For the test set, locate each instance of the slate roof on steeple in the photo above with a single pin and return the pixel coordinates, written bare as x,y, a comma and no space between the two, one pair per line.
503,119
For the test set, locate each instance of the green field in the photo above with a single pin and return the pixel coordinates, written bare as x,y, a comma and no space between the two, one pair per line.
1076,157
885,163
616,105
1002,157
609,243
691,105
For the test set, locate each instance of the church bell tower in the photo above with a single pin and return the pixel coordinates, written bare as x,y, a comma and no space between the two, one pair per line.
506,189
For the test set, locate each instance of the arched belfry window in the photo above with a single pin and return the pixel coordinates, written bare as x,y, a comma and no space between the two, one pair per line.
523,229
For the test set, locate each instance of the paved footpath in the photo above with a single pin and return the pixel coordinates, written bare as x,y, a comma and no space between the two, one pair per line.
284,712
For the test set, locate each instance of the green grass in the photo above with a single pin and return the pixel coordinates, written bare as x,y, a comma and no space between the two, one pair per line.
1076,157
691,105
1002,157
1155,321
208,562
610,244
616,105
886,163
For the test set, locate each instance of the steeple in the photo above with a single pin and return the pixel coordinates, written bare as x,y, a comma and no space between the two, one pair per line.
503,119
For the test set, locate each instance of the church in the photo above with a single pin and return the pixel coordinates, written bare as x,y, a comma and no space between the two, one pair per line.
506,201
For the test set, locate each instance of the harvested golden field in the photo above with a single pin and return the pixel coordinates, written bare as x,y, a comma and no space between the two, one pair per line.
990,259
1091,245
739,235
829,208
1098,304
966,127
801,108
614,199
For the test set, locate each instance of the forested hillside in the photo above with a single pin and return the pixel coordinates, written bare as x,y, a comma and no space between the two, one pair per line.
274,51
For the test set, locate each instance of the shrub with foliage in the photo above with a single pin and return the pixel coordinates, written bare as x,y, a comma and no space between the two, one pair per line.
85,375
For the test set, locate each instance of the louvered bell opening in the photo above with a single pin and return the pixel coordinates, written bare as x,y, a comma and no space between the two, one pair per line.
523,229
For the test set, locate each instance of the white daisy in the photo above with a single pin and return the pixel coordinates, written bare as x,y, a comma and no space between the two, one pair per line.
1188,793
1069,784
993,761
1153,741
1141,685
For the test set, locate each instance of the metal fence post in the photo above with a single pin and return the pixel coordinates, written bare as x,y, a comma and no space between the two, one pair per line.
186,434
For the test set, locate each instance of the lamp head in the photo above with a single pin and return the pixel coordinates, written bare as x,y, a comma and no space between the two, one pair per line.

# [Exercise task]
Copy every item above word for word, keeping each one on its own line.

# [Correct answer]
For the test set, locate each instance of the slate roof on steeple in the photo above with a single pin and return the pixel coordinates, written bare as x,y, a comma and no space between the two, one pair per line.
503,119
For the test set, locate each instance of the green field in the photo above with a single pin and return the pixel coordinates, written bare as x,y, a comma and no space between the two, one pair per line.
1076,157
885,163
616,105
1002,157
609,243
691,105
For the test set, locate each instance of the church bell tower in the photo above with a single pin and return the pixel coordinates, written bare as x,y, a comma and no space between the two, one pair per line.
506,189
For the test set, locate each instance of the arched belfry window in the photo above with a single pin and return the pixel coordinates, written bare as x,y, a comma and no space between the two, one pair per line.
523,229
For the test set, locate each instance of the paved footpath in the photo above with a single pin and return the pixel coordinates, written bare as x,y, a comma and no space between the two, one pair per line.
284,712
For the test set, locate each instance of the green grass in the photo above with a single pin and return the pixel coordinates, written bare as x,y, a comma and no space between the two, one pair per line.
1076,157
691,105
1002,157
1155,321
208,562
610,244
616,105
886,163
For the test set, locate each instance of the steeple in the photo above with a single pin and return the pixel coordinates, written bare as x,y, a comma and no space between the two, one pair per line.
503,119
For the test set, locate each instance of the church in the photo above with a single pin and return the pixel coordinates, written bare as x,y, a comma and no space between the two, one pair per line.
506,201
For the test set, locate each instance of the harvested golden field in the photo above with a single pin and return the pixel coordinates, written bare as x,y, a comma and no space between the two, one pair per line.
990,259
1091,245
739,235
829,208
1098,304
966,127
801,108
614,199
For the test set, locate each instance of the forested hillside in the photo above with a single pin and return the pixel coordinates, written bare as x,y, a comma and no space between the two, one pair per line.
274,51
For the test set, locate each instance of the shrub with foliage in the photo above with a single pin and return the pixel coordinates, written bare as x,y, a comma and no space between the two, one pair per line.
85,375
For the test set, locate each instance of the louvered bell opening in the photo above with a single pin and return the pixel coordinates, written bare as x,y, a comma and no space between the two, one pair per line.
523,229
For the test set, locate each instance of the white daisy in the photo above with a single pin and return the pixel coordinates, written bare as x,y, a comma and no space between the two, one pair per line.
1188,793
1069,784
993,761
1153,741
1141,685
For the test set, locate each instance of the metal fence post in the photo above with a single pin and return the pixel coordinates, written bare as x,y, a comma and no space between the two, one pair per line.
186,434
For the test set, locate each instance of the lamp head in the photo above with a single pin and return the pixel coordinates, written bare as x,y, a comma and no space between the two, one pair per line.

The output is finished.